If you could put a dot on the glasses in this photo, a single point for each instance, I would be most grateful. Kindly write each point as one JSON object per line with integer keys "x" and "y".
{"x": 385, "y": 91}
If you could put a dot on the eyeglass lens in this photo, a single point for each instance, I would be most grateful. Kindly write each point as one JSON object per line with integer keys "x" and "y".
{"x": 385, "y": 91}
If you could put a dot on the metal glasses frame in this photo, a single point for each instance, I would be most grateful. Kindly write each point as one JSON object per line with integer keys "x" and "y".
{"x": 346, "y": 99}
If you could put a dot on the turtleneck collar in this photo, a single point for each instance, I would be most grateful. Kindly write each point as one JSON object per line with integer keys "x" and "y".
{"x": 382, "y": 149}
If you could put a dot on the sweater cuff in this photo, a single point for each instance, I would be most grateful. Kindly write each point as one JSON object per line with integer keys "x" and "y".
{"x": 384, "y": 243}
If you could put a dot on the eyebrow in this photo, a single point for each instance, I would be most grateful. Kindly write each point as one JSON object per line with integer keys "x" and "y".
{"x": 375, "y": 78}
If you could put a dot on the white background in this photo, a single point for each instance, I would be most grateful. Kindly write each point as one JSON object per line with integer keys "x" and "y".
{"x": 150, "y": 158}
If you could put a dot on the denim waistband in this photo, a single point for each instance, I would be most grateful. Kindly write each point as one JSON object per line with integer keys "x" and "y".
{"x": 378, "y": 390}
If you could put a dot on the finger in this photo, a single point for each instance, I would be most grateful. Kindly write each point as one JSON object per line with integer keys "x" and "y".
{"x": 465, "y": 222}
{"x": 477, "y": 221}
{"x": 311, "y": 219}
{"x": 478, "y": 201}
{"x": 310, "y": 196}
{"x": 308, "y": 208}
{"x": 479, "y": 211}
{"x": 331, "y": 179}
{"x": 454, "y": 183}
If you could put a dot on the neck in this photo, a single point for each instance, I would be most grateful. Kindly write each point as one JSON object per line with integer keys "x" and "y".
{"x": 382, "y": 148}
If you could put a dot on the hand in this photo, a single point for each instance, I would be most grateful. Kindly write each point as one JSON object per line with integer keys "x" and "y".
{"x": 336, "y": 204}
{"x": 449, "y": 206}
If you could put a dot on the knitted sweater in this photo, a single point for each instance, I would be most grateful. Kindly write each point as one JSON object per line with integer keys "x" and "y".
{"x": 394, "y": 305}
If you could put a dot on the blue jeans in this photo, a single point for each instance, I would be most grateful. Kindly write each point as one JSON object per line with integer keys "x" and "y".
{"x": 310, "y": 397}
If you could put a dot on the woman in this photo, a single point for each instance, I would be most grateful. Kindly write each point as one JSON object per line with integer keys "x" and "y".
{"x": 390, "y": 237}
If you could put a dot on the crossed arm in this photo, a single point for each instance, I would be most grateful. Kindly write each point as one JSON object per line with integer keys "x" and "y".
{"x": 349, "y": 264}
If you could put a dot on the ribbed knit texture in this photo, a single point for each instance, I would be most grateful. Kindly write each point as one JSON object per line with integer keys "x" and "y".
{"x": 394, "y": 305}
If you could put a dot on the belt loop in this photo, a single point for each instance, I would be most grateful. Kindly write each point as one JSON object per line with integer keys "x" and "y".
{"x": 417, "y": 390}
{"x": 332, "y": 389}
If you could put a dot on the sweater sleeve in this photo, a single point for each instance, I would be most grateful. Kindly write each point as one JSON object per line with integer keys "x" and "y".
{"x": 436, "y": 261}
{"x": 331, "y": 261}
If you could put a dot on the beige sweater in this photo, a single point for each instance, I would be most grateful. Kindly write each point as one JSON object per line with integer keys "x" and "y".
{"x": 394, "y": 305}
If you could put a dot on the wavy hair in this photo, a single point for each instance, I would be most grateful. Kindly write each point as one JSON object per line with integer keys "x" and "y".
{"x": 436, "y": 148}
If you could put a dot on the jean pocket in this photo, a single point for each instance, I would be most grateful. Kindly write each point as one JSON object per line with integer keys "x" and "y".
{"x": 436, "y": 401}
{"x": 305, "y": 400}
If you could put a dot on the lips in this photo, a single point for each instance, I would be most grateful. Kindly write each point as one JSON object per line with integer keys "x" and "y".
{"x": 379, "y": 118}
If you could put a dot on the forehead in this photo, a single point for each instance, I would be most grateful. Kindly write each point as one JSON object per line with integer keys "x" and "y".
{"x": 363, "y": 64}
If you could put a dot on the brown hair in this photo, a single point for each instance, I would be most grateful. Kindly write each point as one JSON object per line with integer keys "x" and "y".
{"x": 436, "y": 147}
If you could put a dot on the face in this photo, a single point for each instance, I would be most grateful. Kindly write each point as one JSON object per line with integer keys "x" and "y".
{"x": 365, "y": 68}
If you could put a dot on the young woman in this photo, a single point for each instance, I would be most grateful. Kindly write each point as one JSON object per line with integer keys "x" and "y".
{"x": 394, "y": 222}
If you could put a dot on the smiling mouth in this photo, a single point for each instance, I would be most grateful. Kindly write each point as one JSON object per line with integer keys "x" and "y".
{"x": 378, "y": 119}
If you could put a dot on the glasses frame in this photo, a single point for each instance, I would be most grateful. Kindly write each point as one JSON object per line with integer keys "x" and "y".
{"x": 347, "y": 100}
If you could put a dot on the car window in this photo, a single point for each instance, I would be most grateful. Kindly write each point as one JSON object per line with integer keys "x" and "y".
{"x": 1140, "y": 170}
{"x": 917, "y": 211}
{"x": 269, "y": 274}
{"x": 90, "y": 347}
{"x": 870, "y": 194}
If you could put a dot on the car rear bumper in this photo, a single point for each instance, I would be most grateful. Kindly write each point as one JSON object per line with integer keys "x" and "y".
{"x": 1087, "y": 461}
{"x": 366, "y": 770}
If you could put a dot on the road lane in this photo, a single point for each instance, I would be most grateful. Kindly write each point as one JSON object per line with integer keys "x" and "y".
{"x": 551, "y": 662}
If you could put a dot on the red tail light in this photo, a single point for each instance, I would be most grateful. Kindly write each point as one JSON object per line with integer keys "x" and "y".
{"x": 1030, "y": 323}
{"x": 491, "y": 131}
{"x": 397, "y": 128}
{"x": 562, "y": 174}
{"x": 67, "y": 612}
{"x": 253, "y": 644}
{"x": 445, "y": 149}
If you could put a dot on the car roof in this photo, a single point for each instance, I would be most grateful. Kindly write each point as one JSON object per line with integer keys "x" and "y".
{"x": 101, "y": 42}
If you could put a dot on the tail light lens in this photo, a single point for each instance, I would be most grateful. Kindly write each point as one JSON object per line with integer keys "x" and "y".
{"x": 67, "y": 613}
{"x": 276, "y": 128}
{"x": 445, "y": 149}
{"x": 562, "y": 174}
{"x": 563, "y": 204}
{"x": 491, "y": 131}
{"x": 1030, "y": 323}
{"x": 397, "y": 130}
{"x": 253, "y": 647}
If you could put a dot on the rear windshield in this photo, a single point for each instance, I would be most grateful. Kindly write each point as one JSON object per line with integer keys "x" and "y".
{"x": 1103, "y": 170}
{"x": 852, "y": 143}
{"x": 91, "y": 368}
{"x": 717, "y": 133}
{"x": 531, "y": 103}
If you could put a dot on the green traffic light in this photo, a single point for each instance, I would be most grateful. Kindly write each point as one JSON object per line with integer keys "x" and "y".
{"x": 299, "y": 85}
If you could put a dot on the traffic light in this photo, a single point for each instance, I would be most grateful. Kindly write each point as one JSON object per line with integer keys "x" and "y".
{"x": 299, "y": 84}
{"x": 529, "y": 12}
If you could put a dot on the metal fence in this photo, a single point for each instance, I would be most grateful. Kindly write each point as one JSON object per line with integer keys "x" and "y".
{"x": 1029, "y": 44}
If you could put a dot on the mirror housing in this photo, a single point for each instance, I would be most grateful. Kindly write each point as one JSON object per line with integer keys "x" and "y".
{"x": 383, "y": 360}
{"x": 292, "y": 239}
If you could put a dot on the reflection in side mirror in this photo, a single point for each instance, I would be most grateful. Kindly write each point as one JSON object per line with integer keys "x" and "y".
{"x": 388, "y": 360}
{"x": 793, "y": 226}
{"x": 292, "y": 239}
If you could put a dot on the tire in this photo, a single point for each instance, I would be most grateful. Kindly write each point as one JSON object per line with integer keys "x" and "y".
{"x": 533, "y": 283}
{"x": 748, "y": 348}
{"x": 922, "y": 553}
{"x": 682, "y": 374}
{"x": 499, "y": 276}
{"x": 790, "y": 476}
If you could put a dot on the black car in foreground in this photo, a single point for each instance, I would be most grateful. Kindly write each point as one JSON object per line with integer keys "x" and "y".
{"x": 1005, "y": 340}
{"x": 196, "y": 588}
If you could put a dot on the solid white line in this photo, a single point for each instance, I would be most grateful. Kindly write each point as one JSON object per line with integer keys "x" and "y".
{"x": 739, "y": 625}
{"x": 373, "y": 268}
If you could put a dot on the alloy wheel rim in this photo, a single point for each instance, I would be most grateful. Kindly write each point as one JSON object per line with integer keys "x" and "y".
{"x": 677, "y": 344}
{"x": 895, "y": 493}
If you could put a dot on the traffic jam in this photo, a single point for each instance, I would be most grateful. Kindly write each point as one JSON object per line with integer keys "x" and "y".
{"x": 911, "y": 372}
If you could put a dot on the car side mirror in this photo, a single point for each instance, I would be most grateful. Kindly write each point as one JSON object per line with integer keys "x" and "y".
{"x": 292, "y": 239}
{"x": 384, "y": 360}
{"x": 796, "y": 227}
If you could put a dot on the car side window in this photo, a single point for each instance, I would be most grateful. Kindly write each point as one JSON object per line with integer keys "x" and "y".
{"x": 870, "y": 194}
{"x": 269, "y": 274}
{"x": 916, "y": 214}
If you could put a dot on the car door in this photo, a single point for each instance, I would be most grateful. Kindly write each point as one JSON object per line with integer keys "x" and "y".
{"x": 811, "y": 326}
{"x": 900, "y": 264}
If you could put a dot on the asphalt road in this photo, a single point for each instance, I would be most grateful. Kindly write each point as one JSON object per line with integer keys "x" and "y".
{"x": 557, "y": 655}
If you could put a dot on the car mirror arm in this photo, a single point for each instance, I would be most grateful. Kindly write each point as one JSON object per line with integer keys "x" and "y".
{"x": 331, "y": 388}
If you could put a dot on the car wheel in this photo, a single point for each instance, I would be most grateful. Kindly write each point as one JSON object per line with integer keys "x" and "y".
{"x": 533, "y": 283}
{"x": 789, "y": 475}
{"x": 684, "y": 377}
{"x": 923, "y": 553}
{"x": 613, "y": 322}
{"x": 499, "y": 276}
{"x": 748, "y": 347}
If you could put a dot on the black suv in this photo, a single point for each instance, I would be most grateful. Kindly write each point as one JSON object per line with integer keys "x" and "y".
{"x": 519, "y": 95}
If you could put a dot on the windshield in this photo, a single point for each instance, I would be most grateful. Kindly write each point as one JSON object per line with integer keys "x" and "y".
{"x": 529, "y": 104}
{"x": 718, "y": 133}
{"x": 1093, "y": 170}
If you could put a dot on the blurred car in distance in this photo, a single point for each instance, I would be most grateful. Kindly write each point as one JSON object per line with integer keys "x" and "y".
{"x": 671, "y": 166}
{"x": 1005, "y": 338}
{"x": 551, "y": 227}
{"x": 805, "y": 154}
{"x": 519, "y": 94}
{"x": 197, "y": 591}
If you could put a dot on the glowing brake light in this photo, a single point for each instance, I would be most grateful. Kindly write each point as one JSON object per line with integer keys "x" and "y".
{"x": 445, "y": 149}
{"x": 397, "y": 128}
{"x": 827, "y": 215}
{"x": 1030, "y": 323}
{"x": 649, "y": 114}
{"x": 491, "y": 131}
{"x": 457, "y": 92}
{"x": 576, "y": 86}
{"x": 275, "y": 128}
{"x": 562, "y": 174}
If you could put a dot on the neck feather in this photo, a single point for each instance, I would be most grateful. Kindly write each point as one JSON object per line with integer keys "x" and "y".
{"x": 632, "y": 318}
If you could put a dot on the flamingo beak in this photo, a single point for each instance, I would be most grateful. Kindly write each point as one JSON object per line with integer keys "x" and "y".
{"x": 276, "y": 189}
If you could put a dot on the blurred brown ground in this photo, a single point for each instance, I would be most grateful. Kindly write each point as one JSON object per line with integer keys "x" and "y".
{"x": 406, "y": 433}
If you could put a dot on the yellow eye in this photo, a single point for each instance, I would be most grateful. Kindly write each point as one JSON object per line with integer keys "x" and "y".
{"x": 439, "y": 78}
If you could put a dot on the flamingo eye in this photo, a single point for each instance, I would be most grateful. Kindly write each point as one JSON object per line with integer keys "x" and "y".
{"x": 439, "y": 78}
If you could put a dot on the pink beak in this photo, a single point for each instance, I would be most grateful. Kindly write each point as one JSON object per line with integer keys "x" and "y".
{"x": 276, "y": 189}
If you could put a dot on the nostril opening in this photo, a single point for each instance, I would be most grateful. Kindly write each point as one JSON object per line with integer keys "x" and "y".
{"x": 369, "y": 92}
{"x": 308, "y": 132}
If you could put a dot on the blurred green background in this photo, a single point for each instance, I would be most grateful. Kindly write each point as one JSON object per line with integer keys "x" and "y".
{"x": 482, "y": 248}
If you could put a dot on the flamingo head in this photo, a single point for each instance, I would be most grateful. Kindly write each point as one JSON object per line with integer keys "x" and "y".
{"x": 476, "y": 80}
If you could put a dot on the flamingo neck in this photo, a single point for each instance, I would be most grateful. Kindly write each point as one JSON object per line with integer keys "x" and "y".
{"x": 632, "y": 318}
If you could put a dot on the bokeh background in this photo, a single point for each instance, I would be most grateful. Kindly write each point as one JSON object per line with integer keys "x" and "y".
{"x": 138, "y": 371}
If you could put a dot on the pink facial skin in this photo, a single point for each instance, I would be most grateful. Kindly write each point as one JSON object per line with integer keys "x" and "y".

-- -- --

SHORT TASK »
Every line from the one containing "If you could put a dot on the nostril" through the end of the data must be repeated exactly, and no other line.

SOLUTION TO THIS TASK »
If you could put a dot on the nostril opening in this photo, a single point for each instance, I would be most grateful. Kindly write each point as one JSON object per line with integer keys "x" and "y".
{"x": 369, "y": 92}
{"x": 308, "y": 132}
If you could put a dot on the blurred green background in this photo, a single point for each instance, I would be most grateful. Kindly write each point as one JSON object per line with integer keys "x" and "y".
{"x": 482, "y": 248}
If you could put a dot on the flamingo head in this photo, a single point for each instance, I would be most grateful. Kindly write each point as one JSON object per line with integer keys "x" and "y".
{"x": 476, "y": 80}
If you could put a dot on the flamingo neck in this photo, a single point for each instance, I would be most grateful. Kindly write each point as one JSON object per line with integer keys "x" and "y".
{"x": 632, "y": 318}
If you could put a dot on the bokeh background in this photo, a single point for each instance, I would be most grateful. Kindly write each point as one JSON object per line with integer keys "x" and "y".
{"x": 138, "y": 371}
If you could put a dot on the pink facial skin in this photo, a single point for each instance, I would be most grateful. Kindly write each point as one JSON object per line with integer keys "x" and "y".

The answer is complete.